REQUIREMENT
Print the rows below verbatim, starting at the line that contains "eucalyptus tree in the picture above." and continuing through the final row, with both ends included.

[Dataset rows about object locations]
#####

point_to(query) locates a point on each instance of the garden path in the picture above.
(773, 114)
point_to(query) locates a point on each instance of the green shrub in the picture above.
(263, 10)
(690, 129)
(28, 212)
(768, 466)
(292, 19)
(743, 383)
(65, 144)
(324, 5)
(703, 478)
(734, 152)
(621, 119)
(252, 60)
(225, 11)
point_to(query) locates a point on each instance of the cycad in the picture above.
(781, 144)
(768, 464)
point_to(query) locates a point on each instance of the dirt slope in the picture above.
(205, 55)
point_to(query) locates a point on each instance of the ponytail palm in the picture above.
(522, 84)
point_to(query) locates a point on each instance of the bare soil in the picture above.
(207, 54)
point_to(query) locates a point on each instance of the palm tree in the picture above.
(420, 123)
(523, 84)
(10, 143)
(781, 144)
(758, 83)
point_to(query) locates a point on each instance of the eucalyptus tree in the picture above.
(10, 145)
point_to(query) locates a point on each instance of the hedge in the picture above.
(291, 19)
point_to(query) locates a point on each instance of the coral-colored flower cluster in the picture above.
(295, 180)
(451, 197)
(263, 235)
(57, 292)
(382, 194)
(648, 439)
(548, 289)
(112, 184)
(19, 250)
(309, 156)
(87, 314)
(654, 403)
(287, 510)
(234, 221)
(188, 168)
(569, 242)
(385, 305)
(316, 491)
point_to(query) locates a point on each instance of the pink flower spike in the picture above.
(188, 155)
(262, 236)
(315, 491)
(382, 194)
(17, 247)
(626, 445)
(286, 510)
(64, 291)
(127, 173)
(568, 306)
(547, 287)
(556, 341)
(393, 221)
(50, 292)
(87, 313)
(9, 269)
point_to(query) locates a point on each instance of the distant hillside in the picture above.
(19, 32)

#####

EXERCISE ANSWER
point_to(query) locates a point on each instance of the eucalyptus tree in the picture above.
(10, 145)
point_to(query) locates a point on each instance of the hedge in the picture above.
(291, 19)
point_to(query) locates a point on each instance of the coral-colored flower cluster in the picture above.
(295, 180)
(451, 197)
(263, 235)
(57, 292)
(382, 194)
(648, 439)
(548, 289)
(112, 184)
(19, 250)
(309, 156)
(87, 314)
(654, 403)
(287, 510)
(234, 221)
(188, 168)
(569, 242)
(385, 305)
(316, 491)
point_to(query) locates a point on each instance of the pink flower spike in the picture above.
(188, 155)
(262, 236)
(315, 491)
(382, 194)
(17, 247)
(626, 445)
(286, 510)
(64, 291)
(127, 173)
(568, 306)
(547, 287)
(556, 341)
(393, 221)
(50, 292)
(87, 313)
(9, 269)
point_to(query) locates a point on each instance of the distant hillside in the picture above.
(19, 32)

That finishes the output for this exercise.